The task >>
Rewrite the listing below with every "Tight-box" renamed to "Draw a box around", leaving all other text unchanged.

Provided records >>
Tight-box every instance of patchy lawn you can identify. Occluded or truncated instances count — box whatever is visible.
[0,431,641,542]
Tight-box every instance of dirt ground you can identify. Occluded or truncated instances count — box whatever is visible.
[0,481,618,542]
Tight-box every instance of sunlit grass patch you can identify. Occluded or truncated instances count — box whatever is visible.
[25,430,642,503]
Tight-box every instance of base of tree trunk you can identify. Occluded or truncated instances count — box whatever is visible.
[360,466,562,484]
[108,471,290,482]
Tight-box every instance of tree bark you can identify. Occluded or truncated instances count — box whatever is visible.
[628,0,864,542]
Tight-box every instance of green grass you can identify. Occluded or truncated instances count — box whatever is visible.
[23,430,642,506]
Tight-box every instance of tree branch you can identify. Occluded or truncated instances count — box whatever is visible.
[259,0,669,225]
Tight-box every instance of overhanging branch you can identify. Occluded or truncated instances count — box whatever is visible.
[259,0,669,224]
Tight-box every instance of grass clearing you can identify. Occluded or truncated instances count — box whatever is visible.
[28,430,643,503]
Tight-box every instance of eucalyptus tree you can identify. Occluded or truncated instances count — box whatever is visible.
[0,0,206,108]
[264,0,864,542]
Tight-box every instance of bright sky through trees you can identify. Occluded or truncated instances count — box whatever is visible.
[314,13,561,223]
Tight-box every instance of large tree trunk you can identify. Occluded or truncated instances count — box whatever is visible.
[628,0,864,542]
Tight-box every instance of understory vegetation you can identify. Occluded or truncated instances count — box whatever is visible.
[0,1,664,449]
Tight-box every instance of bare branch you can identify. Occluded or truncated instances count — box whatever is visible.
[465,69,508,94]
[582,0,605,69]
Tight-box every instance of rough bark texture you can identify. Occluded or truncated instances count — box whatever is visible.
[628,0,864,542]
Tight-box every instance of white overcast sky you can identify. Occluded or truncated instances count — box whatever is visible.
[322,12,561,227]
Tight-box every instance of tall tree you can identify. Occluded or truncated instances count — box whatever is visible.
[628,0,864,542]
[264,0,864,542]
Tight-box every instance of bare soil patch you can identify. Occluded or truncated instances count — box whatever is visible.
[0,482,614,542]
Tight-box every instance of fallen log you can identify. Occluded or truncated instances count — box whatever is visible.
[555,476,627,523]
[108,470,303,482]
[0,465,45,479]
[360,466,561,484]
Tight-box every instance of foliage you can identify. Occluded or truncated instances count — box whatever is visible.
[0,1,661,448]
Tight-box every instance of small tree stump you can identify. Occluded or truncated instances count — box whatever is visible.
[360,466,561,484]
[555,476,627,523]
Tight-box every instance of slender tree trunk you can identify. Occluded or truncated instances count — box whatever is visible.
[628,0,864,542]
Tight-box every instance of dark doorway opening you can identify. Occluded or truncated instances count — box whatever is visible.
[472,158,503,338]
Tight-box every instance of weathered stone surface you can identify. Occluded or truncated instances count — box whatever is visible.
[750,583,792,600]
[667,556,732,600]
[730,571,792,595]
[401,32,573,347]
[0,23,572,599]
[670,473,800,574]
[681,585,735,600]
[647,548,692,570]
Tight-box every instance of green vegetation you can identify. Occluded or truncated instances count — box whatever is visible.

Answer to this task >>
Draw a box around every instance of patchy lawn you can identify. Occluded or truncated instances count — box whatever is visible.
[0,431,641,542]
Draw a box around every instance of dirt ground you can identify. Occluded or truncated instances count — box whatever is visible.
[0,481,618,542]
Draw a box around every instance of sunlit grass patch you can identify. Occluded or truncated instances count — box whatever is visible.
[25,430,642,503]
Draw a box around every instance of base of tree trunk you can identify. Occluded or truncated instances count — box whatever is visible.
[360,466,562,484]
[108,471,290,482]
Draw a box around every instance of tree bark you can identify. Occluded or truncated instances count — box whatever is visible.
[628,0,864,542]
Draw a box around every instance of green grass you can identify. Occluded or truncated instances count — box whatever is visible.
[23,430,642,506]
Draw a box around every instance of tree branch you can identify. Occluded or truncated instances count — box whatever is visible.
[259,0,669,225]
Draw a box around every instance of overhanging branch you can identify. Occluded or truncated instances count — box whatever is visible.
[259,0,669,224]
Draw a box around every instance of grass clearing you can identify. Occluded or truncated instances count — box whatever is visible.
[28,430,643,503]
Draw a box around every instance of eucalyptus tree you can identify. Occluded or truncated instances count — box whatever is visible.
[0,0,206,108]
[264,0,864,542]
Draw a box around every instance of bright sky through trees you can identify. Occluded or truncated instances count — box whatever is visible.
[314,13,561,223]
Draw a box around every instance of large tree trunk you can identify. Occluded or truncated instances count — box whatever is visible.
[628,0,864,542]
Draw a box around every instance of understory vegetation you can identify. Occluded or truncated instances count — box whatever is visible.
[0,1,664,449]
Draw a box around every instance of bare branch you can identify. Occluded or truncated instances count — box whatever is visible.
[465,69,508,94]
[582,0,605,69]
Draw a box around every instance of rough bark texture you can identify. Occluded or truncated instances count — box whatever is visible.
[628,0,864,542]
Draw a box around every instance of white overcast sky you can identify. Occluded or truncated instances count — box whatever is visible.
[322,12,561,227]
Draw a box around every instance of tall tree you can identify. Occluded or truncated instances count — box whatever is visible.
[628,0,864,542]
[264,0,864,542]
Draw a box around every instance of bare soil patch you can identify. Occluded or truncated instances count — box whatever is visible.
[0,482,614,542]
Draw a box around every instance of fallen log you can identify. Occluded or truncated instances count — box whatever is visible.
[555,476,627,523]
[108,470,303,482]
[0,465,45,479]
[360,466,561,484]
Draw a box around every instance of foliage you can identify. Occluded or truncated instances count — box whatever is visible.
[0,1,661,448]
Draw a box around every instance of small tree stump you can identify. Occluded or truncated instances count — box whatever is visible.
[360,466,561,484]
[555,476,627,523]
Draw a box around every instance of slender tree trunk you can identify. Occluded or truncated instances count — box whatever is visible.
[628,0,864,542]
Draw a box around every instance of dark doorway opening you can identify. Occluded or truncated instances count — box whatever is visible.
[472,158,503,338]
Draw a box around every instance of weathered stone surface you can identify. Occluded or truncated instances count — box whatever is visible.
[750,583,792,600]
[667,556,732,600]
[730,571,792,595]
[401,32,573,347]
[0,23,572,599]
[670,473,800,574]
[681,585,735,600]
[647,548,692,570]
Draw a box around every instance of green vegetation you can identify. Occluded or truncated instances count — box whatever is visible.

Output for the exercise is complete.